■ **EXERCISE REQUIREMENTS**
Using the listing below, report how many lines contain the word "resolution" and give no other words.

■ **INFORMATION SHOWN**

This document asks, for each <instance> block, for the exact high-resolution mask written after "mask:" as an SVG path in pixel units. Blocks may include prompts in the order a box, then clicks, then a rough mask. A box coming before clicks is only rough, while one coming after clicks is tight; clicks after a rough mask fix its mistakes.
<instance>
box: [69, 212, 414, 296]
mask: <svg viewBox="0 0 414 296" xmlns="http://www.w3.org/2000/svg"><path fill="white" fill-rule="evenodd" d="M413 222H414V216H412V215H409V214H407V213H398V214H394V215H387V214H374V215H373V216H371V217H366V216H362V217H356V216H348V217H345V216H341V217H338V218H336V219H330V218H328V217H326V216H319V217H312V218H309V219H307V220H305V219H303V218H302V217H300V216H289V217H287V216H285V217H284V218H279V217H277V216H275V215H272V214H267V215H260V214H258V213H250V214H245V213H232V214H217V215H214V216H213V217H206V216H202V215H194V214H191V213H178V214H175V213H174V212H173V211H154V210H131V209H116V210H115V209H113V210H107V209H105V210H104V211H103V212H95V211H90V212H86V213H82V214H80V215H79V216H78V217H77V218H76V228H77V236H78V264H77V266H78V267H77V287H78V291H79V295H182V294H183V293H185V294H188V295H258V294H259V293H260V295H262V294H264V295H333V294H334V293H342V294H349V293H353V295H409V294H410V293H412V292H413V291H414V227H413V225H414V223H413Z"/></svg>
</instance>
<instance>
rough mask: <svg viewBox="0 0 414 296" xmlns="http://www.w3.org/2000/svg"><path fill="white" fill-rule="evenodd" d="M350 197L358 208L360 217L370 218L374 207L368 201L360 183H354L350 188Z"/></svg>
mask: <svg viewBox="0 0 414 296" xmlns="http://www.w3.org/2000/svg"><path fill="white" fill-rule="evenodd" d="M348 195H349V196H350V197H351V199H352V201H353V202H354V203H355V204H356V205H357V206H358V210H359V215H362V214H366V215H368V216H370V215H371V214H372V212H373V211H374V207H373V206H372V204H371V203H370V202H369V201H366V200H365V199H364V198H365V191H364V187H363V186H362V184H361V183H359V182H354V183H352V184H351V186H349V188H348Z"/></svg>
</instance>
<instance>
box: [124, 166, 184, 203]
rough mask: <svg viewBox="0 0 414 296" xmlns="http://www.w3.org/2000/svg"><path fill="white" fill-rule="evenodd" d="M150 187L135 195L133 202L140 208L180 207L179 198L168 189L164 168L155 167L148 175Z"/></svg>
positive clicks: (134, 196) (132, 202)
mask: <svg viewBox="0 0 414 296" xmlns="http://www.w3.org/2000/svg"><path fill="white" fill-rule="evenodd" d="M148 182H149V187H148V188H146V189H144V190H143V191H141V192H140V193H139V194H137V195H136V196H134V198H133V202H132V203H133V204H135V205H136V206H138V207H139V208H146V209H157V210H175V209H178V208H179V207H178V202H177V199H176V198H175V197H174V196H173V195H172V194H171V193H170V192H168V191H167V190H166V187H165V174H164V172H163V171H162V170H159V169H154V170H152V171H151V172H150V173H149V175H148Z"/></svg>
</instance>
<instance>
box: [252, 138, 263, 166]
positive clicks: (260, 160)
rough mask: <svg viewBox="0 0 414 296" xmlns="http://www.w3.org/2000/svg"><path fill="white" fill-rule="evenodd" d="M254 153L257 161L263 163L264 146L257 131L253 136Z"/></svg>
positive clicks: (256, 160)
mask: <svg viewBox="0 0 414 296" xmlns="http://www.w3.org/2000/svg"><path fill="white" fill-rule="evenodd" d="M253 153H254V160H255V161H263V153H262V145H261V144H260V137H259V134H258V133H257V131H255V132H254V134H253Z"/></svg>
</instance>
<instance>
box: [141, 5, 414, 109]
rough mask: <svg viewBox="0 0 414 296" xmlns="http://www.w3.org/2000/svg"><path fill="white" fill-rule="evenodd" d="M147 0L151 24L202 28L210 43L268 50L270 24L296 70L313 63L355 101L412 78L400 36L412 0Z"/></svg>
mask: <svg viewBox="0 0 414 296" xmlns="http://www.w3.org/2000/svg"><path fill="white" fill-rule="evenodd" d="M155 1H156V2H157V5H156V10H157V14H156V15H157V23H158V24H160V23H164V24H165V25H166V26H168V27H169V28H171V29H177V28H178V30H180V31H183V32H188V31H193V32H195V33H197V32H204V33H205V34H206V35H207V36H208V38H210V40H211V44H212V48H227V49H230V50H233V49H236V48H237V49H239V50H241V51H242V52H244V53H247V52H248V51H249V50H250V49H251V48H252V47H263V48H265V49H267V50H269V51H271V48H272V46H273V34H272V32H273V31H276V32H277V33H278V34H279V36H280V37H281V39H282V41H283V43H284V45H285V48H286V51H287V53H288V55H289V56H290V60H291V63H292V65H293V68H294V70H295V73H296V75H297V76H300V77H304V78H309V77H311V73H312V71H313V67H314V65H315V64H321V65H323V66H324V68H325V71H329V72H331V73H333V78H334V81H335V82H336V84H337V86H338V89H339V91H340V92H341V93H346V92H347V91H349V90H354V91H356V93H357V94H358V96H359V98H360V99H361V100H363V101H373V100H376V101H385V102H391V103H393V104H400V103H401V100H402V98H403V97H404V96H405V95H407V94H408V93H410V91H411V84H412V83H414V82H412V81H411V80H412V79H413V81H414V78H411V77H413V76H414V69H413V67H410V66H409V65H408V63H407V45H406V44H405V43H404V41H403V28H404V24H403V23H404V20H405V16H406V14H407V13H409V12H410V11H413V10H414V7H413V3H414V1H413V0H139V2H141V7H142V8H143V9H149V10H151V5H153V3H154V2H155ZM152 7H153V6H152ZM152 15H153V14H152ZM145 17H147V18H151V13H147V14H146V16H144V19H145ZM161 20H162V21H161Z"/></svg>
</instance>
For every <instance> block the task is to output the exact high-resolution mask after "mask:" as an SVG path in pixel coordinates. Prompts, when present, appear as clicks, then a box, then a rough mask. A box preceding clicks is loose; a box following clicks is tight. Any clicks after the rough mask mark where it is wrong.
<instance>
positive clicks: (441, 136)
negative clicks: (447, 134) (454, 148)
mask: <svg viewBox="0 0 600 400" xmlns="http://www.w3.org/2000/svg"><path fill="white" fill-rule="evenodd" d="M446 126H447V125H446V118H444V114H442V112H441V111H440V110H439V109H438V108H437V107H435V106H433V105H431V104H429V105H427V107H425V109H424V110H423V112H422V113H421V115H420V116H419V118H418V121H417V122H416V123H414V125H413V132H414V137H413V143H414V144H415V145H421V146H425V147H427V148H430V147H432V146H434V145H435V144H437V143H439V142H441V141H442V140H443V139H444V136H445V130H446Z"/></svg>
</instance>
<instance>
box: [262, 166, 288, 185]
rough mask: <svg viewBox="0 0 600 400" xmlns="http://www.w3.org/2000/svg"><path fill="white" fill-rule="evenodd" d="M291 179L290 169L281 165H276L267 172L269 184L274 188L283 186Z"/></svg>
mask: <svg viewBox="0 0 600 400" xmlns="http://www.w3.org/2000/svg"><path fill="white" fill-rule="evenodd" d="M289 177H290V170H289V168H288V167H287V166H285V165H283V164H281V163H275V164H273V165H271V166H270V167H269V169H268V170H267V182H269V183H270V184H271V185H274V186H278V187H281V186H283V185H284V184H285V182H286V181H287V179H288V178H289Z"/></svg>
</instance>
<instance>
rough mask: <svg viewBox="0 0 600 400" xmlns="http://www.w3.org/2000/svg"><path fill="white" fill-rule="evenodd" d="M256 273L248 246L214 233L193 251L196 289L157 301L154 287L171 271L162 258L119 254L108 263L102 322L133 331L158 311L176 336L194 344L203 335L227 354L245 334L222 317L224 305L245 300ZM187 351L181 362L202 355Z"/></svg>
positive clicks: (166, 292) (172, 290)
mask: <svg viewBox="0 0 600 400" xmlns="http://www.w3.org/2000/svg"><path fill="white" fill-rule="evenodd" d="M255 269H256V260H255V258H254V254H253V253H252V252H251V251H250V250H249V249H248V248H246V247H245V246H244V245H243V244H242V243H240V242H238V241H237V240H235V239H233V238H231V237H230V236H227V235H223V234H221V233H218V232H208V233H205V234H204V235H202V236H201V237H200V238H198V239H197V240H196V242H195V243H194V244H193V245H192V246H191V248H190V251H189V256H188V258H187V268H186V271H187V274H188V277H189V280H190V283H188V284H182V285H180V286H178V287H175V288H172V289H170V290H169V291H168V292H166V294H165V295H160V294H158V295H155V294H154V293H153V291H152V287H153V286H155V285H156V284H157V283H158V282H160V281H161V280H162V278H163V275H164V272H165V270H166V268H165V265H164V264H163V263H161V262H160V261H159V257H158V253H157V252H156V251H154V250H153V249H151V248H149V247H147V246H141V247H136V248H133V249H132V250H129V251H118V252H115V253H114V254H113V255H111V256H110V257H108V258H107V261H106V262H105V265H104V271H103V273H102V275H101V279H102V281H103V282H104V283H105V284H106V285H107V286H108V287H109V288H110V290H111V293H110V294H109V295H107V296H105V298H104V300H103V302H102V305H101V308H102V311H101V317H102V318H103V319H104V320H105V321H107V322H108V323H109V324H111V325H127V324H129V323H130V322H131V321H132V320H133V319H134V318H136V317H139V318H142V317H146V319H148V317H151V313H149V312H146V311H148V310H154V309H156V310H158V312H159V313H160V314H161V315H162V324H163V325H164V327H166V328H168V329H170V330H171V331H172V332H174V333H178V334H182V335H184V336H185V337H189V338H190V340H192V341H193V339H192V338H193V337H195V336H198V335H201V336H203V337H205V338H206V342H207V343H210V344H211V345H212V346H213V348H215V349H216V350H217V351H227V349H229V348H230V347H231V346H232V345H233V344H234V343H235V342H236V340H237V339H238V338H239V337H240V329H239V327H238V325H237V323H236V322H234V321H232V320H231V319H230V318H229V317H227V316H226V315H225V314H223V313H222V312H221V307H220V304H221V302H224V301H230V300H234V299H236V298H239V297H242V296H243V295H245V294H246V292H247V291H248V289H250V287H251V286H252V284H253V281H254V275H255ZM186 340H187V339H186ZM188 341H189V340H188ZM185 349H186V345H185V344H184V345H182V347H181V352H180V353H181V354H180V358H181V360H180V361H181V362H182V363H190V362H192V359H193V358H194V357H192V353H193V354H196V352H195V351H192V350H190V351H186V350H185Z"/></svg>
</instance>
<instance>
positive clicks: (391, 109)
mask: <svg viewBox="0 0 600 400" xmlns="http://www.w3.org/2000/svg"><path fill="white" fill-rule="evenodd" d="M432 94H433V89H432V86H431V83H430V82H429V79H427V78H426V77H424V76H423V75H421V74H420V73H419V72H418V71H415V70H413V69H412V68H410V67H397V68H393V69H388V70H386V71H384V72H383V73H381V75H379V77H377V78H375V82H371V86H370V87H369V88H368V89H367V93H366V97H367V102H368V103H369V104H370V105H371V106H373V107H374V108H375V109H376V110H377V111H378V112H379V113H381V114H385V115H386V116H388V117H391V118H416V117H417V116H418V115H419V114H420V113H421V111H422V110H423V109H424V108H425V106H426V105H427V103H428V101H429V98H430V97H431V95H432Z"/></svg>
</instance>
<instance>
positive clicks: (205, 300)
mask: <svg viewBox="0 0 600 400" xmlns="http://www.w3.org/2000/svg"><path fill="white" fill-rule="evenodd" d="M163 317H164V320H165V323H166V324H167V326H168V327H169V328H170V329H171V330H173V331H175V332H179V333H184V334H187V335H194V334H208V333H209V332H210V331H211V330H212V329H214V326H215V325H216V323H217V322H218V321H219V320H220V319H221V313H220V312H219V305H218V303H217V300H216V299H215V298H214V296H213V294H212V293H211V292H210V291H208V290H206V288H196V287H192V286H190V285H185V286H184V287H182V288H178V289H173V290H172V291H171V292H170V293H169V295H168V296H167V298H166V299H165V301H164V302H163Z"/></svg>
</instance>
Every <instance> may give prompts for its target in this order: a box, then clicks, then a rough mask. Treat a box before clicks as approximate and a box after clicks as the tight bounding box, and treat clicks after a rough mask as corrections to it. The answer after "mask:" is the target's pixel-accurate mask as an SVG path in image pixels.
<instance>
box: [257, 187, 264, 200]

■ **ANSWER BOX**
2